Set problem:
Report every line of the listing that contains the string "white". Uppercase and lowercase letters are to be treated as distinct.
----
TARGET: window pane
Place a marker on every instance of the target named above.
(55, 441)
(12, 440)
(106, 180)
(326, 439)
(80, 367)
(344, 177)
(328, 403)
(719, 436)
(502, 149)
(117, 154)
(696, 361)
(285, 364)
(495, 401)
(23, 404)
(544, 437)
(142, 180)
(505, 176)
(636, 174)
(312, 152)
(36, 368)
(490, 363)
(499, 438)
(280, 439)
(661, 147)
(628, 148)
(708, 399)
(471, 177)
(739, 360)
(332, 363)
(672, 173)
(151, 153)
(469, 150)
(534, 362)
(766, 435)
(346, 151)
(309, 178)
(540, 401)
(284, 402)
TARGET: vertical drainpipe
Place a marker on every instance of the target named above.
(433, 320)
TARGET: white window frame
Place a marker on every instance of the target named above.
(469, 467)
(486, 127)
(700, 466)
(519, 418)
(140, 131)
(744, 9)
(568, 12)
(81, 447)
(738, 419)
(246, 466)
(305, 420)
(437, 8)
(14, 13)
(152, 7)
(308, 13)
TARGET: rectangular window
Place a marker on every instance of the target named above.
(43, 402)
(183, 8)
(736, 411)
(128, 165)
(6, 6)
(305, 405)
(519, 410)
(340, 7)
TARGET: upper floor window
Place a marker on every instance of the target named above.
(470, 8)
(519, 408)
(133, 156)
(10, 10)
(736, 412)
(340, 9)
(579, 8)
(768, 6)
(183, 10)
----
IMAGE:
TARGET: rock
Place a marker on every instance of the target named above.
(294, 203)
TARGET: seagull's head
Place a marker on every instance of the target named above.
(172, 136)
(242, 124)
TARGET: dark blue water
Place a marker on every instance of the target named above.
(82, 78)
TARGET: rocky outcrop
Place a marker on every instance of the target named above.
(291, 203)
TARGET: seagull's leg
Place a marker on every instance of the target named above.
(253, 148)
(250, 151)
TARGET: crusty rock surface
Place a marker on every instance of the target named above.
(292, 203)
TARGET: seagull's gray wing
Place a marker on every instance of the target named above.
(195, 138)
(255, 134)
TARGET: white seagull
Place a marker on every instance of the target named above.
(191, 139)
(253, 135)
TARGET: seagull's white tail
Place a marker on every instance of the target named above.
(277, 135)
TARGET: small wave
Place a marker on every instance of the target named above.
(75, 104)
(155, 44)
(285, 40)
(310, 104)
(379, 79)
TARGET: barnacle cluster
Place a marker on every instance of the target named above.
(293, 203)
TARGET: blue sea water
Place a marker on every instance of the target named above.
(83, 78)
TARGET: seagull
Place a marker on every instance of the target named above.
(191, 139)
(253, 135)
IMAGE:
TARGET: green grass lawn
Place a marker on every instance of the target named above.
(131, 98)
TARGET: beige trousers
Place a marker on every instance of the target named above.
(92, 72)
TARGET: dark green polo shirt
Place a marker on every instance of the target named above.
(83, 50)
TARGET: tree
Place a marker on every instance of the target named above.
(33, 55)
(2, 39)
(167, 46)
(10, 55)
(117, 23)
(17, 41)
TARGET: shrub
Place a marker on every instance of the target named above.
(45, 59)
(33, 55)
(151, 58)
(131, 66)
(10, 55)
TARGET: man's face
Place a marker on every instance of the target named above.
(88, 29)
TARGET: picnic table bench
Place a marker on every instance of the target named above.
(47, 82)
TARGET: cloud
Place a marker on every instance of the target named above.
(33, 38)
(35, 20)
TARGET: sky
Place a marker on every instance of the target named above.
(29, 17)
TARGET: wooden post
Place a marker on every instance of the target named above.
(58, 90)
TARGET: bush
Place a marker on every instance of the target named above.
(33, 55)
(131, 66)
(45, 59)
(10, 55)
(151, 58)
----
In response:
TARGET: white window frame
TARGET: white seagull
TARGET: seagull's white tail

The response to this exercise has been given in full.